▶ **Written task 1**
Print the portion of the article on contingent workforce management between "Small and mid-sized" and "contingent workforce utilization.", inclusive.

======== Selected extract ========

It is possible for SMBs to leverage managed service programs. Here’s how.
 
By George Lanzano
 
Efficient utilization and management of a contingent workforce remains an area of focus for human resources leadership across all organizations. Due to ongoing issues with worker misclassification, the emerging impact of the Affordable Care Act, globalization, and cost savings pressures, this segment of the workforce is also being evaluated by procurement, legal, finance, and C-level stakeholders. In a 2013 survey of more than 200 business leaders administered by Ardent Partners, the primary areas of concern related to contingent labor usage were:

  • The need for cost reduction within this category: 55 percent of respondents
  • The need for better visibility into contingent labor: 45 percent of respondents
  • The workforce becoming more blended: 35 percent of respondents
  • Concerns about compliance (federal, state, regulatory, etc.): 33 percent of respondents

 
Technology-enabled managed services programs (MSP) have continued to evolve, providing visibility, compliance, and cost controls for high-volume users of contingent labor. Organizations that implement a global workforce management solution often partner with MSP providers to establish consistent performance standards and program governance while also remaining compliant with country- level legislative and regulatory requirements. Spend management for these programs—sometimes in excess of hundreds of millions of dollars annually—is a natural target market for many MSP providers. As a result, MSP provider solutions have historically catered to large users of contingent labor, providing a full suite of services: supplier management, requisition review and distribution, candidate down-selection, reporting, analytics, benchmarking, compliance reviews, and multiple workforce management value-adds.
 
Small and mid-sized businesses (SMB) with spend in the $10-million range that leverage contingent labor face the same cost, compliance, and talent acquisition challenges as larger organizations, but have traditionally not had the same range of MSP solutions available to them. Another challenge facing SMBs is the lack of an internal resource dedicated to overseeing contingent workforce utilization.

========

▶ **Written task 2**
In the records, rewrite the lines from the one holding "Field inspection note: the person" through the end of the records, inclusive, swapping "black shirt" for "gray shirt" and leaving all else unchanged.

======== Material provided ========

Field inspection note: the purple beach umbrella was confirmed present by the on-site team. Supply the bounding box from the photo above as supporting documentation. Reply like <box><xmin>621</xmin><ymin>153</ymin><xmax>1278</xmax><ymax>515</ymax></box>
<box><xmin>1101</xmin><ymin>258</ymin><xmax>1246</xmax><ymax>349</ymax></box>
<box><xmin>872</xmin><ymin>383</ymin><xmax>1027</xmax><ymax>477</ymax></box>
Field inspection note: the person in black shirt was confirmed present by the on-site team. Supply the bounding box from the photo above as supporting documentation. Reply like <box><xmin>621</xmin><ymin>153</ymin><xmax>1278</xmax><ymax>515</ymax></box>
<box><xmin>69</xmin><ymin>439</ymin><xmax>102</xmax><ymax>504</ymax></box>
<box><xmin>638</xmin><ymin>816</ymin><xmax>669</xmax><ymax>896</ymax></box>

========

▶ **Full output 1**
Small and mid-sized businesses (SMB) with spend in the $10-million range that leverage contingent labor face the same cost, compliance, and talent acquisition challenges as larger organizations, but have traditionally not had the same range of MSP solutions available to them. Another challenge facing SMBs is the lack of an internal resource dedicated to overseeing contingent workforce utilization.

▶ **Full output 2**
Field inspection note: the person in gray shirt was confirmed present by the on-site team. Supply the bounding box from the photo above as supporting documentation. Reply like <box><xmin>621</xmin><ymin>153</ymin><xmax>1278</xmax><ymax>515</ymax></box>
<box><xmin>69</xmin><ymin>439</ymin><xmax>102</xmax><ymax>504</ymax></box>
<box><xmin>638</xmin><ymin>816</ymin><xmax>669</xmax><ymax>896</ymax></box>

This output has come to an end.